(Entries supplied Opens)

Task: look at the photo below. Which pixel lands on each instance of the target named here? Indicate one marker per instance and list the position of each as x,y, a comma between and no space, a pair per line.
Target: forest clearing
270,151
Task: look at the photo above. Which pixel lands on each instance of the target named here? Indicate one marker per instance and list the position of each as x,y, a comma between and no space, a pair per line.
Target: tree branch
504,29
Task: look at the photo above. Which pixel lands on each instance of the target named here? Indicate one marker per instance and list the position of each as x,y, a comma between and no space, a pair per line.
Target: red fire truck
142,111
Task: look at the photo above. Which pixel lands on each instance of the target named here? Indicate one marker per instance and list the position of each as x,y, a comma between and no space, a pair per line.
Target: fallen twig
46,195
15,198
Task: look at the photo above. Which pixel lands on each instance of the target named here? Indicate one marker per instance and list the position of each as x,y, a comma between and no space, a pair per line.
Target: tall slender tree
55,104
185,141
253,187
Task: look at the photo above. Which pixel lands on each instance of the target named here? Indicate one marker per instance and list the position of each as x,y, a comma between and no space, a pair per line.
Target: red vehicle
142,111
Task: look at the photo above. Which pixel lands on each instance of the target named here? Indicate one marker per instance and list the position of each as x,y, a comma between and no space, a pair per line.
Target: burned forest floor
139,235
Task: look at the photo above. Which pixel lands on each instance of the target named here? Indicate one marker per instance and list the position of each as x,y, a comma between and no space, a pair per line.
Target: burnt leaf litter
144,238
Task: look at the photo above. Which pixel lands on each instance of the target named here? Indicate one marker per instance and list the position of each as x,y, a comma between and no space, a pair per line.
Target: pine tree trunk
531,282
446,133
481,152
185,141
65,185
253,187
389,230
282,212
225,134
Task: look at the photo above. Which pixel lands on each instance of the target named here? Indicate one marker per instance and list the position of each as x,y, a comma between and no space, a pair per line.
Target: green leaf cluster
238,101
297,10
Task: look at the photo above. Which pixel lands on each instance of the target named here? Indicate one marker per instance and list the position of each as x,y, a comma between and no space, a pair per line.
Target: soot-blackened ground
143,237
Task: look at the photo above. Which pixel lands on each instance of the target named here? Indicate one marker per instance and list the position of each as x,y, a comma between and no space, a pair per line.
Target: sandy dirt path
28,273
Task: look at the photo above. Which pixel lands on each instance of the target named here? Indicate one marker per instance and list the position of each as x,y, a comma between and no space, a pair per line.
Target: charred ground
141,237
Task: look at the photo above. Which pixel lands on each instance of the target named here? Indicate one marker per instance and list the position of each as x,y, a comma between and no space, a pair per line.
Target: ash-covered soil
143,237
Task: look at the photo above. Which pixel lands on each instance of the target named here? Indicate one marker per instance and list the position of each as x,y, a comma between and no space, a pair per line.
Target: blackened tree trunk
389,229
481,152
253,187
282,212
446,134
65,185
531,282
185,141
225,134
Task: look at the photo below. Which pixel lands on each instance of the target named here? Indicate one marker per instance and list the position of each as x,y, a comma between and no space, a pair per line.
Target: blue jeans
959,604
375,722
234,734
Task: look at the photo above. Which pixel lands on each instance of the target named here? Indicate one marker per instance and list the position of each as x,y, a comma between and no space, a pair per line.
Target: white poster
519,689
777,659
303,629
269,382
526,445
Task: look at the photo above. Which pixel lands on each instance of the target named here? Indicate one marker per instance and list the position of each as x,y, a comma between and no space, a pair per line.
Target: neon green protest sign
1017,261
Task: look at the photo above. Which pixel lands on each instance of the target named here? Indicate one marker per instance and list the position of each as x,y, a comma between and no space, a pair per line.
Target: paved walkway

(Entries supplied Closes)

All entries are to be retyped with no difference from the original.

# [Answer space]
Task: look at the photo below. Which pixel lands on each instance of the target named here? Indicate one marker per instance and list the position of each as x,y, a comma between and no space, a pair per line.
Target: forest clearing
270,151
Task: look at the photo above. Which pixel lands on each instance of the target named here? Indicate one marker per instance and list the position of each as x,y, a comma between and no space, a pair per line.
Target: tree branch
504,29
Task: look at the photo above. Which pixel lands on each instance of the target named here? Indicate one marker per instance and list the position of each as x,y, a comma between and no space, a pair per line.
Target: red fire truck
142,111
Task: look at the photo above. Which pixel lands on each instance of the target named here? Indicate one marker per instance and list the position of each as x,y, a comma between and no space, a pair per line.
Target: fallen twig
46,195
15,198
Task: look at the photo above. Which pixel lands on each instance of the target named here? Indicate one marker per instance and list the position of each as x,y, a comma between and no space, a pair per line.
Target: tall slender tree
55,104
185,141
253,187
Task: look at the photo above. Which pixel lands on each instance of the target named here? Indicate one marker per instance and list the position of each as x,y, a comma between and no space, a pair per line.
Target: red vehicle
142,111
Task: look at the photo above. Which pixel lands on each instance of the target named here? Indicate one marker per instance and list the position of each as x,y, a comma between and no space, a pair per line.
Target: burned forest floor
139,235
Task: look at the photo above. Which pixel lands on each instance of the target named here? Indicate one marker per instance and list the position of each as x,y, a comma between and no space, a pair per line.
Target: burnt leaf litter
144,238
Task: look at the photo above. Which pixel lands on each instance of the target named here? Indicate one marker per instance and list the position of each as x,y, a comma between and no space, a pair per line.
Target: pine tree trunk
531,282
446,133
481,152
185,141
65,185
253,187
389,230
282,212
225,134
Task: look at the photo above. Which pixel lands on each instance of the target named here? Indicate one marker per instance and list the position of each as x,y, a comma between and no space, a pair per line.
Target: green leaf cluster
238,101
297,10
Task: look at the photo above. Which pixel lands on each instance of the target named here? Indicate one marker per instance and list the position of each as x,y, a comma between and no space, a pair per line.
Target: soot-blackened ground
143,237
Task: look at the photo above. Which pixel lands on each instance of the target named here? Indicate one marker per instance and list the position of each as x,y, a comma between and no space, a pair per line.
Target: sandy dirt path
28,273
Task: look at the photo above. Which pixel lands on each instance of the target named here? Indicate one marker per instance and list the position of each as x,y, a comma between and no space, a pair per line.
Target: charred ground
141,237
Task: look at the photo above. Which pixel lands on each instance of the target named here? Indicate one marker per instance and list the position of each as x,y, a comma between and no space, a pair per line.
Target: ash-covered soil
143,237
Task: look at the photo above. Which pixel lands on each instance of the target named here? Indicate one marker per instance and list the position of each as x,y, a comma between and no space, a pair per line.
Target: blackened tree trunk
389,229
481,152
253,187
282,212
446,134
65,185
531,282
185,141
225,134
Task: look at the photo below. Which pixel lands on each instance of the target named here? Indicate one marker per instance and list the position of each as x,y, a comma between and no space, a pair per line.
Target: blue jeans
959,604
375,722
234,734
Task: look at the photo above. Which pixel lands on each instance of the target named here? Indicate one marker per instance and list the position of each as x,y, a comma between and no space, a pair per line.
Target: white poster
519,689
777,659
303,629
269,382
526,445
Task: look at the photo above. Which pixel lands on each instance of the target named here? Indicate one marker per instance and list the position of each as x,y, a comma between and no space, a pair per line.
Target: neon green protest sign
1017,261
Task: look at the photo above. Which pixel lands on each instance of the target named here? Indicate one marker per instance and list the position of each as x,y, a comma between and no space, a pair per line.
Target: paved walkway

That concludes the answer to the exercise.